▶ **Your goal**
Select all lines holding the word "rise" from the entries that follow.

Extracted records
------------------------
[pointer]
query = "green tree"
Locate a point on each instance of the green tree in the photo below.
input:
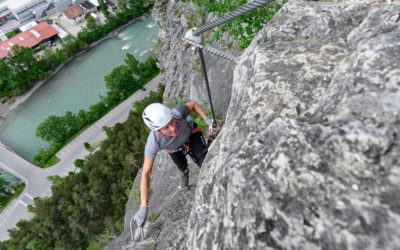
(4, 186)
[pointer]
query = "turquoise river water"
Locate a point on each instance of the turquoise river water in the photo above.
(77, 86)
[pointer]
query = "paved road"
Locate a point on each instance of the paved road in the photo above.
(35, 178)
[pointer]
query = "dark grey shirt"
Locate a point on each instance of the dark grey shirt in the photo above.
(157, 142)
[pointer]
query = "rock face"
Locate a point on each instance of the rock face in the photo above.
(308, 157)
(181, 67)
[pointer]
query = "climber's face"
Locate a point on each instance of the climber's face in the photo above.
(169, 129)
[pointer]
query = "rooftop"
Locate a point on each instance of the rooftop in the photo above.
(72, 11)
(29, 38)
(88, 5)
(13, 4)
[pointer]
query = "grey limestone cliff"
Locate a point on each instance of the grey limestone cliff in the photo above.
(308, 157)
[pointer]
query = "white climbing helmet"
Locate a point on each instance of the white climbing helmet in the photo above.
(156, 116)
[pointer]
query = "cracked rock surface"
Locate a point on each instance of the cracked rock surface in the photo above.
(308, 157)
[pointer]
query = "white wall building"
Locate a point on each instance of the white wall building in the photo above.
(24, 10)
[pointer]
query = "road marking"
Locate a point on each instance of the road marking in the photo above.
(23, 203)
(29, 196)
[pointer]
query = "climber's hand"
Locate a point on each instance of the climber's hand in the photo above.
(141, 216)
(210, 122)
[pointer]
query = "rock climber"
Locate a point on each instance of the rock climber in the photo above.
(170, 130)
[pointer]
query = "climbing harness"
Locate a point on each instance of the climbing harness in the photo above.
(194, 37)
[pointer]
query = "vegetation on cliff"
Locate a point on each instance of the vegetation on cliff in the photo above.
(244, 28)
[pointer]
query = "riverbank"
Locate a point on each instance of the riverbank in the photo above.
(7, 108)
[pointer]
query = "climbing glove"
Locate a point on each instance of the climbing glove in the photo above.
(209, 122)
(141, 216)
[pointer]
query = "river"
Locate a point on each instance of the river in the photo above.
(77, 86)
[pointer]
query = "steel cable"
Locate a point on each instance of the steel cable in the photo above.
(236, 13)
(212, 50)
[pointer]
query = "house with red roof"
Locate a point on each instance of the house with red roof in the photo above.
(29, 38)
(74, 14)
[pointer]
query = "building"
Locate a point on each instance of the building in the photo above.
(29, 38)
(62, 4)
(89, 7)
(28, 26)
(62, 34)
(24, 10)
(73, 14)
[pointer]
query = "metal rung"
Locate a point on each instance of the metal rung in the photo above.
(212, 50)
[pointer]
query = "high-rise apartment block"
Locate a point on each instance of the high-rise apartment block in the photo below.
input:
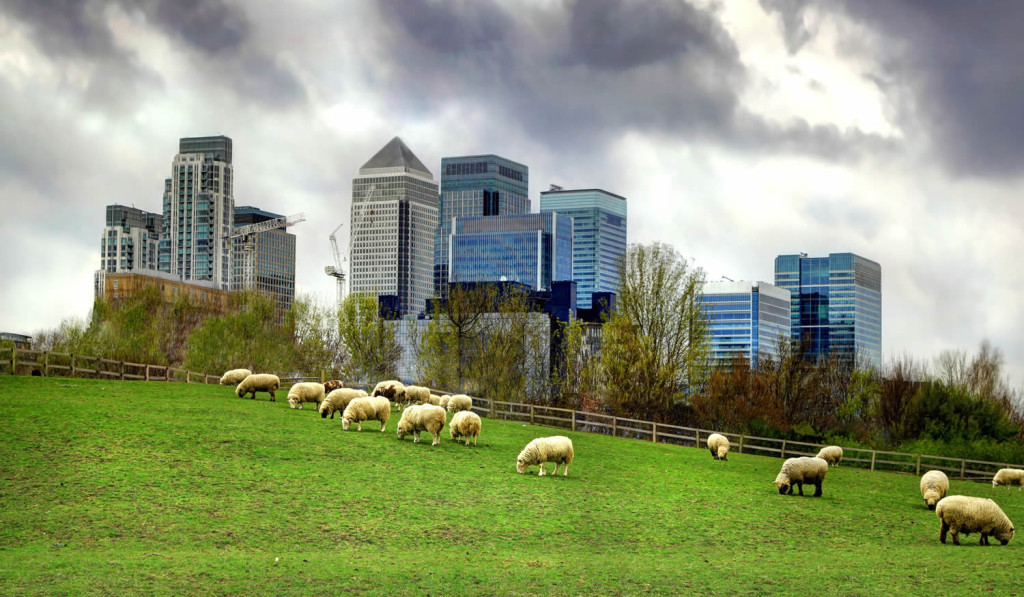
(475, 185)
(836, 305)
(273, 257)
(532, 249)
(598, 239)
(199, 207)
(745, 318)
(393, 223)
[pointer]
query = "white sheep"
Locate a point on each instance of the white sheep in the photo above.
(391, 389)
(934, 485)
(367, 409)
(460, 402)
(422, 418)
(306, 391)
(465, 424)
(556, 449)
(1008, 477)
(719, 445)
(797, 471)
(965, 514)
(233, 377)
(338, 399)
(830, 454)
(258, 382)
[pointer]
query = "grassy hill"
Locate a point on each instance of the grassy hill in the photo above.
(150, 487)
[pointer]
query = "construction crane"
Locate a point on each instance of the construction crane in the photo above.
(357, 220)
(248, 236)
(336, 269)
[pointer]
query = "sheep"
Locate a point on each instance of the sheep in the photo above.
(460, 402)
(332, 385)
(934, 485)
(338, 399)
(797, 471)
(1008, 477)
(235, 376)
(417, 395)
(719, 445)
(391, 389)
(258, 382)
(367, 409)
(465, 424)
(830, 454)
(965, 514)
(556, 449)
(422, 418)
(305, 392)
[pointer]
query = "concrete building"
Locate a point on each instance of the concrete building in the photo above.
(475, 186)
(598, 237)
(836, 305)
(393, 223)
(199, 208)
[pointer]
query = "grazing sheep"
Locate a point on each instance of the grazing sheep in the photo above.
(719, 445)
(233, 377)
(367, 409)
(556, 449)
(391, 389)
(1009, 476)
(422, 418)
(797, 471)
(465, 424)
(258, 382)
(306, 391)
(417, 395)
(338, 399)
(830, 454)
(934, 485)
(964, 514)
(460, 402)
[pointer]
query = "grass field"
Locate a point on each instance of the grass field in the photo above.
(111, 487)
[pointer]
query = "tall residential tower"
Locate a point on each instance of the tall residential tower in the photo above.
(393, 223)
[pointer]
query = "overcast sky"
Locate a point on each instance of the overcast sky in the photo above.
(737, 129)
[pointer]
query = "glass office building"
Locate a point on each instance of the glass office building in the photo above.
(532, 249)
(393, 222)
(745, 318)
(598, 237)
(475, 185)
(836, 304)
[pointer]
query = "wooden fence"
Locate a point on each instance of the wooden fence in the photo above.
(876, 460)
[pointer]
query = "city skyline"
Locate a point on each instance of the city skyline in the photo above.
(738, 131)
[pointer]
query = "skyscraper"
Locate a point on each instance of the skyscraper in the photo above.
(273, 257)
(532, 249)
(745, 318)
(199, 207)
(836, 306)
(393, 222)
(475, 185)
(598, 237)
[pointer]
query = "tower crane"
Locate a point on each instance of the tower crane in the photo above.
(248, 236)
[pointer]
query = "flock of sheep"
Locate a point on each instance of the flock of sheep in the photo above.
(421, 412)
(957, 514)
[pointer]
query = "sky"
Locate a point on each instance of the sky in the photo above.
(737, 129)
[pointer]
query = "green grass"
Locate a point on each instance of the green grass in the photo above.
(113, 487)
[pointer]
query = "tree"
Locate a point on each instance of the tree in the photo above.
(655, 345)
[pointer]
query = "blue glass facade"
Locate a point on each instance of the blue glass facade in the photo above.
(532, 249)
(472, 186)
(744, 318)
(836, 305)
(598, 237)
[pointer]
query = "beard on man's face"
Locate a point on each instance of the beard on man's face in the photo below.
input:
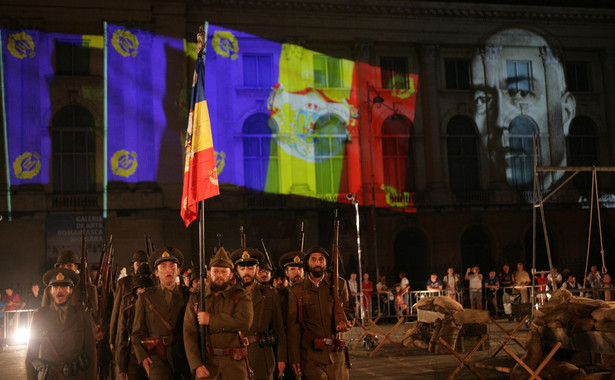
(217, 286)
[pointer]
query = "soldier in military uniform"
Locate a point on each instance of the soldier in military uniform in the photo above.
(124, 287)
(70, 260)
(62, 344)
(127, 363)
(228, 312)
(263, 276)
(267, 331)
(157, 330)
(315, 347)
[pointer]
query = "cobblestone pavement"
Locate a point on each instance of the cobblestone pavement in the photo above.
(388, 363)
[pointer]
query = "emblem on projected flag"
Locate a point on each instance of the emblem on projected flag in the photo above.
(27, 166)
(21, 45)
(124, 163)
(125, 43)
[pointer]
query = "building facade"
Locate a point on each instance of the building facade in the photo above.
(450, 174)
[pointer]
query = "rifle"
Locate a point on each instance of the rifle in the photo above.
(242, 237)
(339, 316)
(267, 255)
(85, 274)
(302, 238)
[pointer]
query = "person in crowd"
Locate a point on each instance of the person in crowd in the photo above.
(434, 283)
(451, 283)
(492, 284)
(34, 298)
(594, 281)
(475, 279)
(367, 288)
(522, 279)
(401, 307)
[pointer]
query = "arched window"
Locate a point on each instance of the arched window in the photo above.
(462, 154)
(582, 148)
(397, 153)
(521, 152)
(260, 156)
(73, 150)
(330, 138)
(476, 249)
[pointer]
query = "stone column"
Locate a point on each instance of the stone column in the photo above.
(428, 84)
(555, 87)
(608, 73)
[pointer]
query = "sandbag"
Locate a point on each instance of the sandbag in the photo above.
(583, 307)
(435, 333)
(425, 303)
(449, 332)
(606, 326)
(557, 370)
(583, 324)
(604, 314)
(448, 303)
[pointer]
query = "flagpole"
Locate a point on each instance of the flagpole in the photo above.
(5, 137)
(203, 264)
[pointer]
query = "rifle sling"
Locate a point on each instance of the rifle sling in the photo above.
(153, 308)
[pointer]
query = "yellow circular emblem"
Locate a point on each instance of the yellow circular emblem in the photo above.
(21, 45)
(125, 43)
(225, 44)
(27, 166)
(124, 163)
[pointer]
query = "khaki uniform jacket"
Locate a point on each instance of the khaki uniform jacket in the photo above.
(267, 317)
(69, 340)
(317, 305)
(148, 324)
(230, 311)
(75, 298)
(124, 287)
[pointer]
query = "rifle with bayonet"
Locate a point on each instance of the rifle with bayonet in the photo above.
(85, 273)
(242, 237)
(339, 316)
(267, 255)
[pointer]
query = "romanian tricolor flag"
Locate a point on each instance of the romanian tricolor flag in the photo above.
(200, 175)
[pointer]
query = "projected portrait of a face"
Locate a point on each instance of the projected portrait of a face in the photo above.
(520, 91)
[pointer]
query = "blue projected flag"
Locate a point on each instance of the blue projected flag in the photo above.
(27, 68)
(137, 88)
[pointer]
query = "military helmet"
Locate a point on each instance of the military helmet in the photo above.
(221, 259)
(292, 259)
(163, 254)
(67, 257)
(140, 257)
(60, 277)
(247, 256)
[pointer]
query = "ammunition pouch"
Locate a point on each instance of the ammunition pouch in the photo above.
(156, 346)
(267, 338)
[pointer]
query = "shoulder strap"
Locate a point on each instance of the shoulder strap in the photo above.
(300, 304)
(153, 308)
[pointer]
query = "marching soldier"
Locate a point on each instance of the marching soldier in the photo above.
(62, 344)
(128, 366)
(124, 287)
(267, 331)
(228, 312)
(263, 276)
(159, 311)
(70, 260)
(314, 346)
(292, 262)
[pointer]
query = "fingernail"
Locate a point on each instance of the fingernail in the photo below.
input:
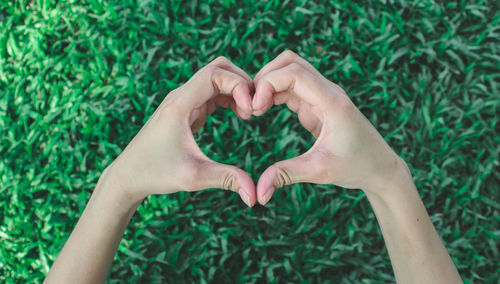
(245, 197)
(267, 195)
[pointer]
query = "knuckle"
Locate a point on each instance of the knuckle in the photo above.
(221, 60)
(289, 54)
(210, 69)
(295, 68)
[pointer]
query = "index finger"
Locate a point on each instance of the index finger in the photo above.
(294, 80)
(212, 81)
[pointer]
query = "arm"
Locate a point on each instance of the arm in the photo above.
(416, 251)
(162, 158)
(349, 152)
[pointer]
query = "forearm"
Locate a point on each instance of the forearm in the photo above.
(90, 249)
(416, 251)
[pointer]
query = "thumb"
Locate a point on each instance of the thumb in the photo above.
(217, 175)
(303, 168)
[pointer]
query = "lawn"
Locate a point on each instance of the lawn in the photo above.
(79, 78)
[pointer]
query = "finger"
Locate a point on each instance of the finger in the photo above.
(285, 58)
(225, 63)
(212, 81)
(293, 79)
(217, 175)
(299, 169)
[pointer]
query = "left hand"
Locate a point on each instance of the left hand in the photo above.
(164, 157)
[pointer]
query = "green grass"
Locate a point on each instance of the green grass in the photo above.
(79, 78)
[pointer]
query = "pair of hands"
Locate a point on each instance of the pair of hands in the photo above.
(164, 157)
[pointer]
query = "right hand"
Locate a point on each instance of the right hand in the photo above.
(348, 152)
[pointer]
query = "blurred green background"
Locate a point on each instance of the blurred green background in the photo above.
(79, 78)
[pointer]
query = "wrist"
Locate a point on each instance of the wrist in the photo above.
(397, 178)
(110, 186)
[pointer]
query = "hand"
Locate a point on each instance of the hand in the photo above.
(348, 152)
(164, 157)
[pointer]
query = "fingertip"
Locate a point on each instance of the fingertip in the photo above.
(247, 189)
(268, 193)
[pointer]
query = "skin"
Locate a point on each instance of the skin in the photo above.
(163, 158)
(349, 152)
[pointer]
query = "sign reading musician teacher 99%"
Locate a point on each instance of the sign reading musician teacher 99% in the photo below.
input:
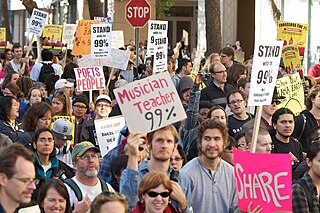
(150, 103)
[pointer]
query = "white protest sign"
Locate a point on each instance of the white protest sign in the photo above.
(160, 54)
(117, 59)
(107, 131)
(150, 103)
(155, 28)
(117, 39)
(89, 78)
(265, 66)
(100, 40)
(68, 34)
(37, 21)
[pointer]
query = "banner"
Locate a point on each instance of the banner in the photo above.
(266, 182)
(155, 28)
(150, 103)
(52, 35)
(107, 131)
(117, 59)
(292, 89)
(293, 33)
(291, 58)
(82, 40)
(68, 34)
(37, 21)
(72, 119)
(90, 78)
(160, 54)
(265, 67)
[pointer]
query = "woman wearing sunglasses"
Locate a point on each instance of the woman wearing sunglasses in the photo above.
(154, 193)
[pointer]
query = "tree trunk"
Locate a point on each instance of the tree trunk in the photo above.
------------------------
▶ **Response for this exercise**
query = "high-rise apartment block"
Locate a point on each instance of the high-rise apartment block in the photo below.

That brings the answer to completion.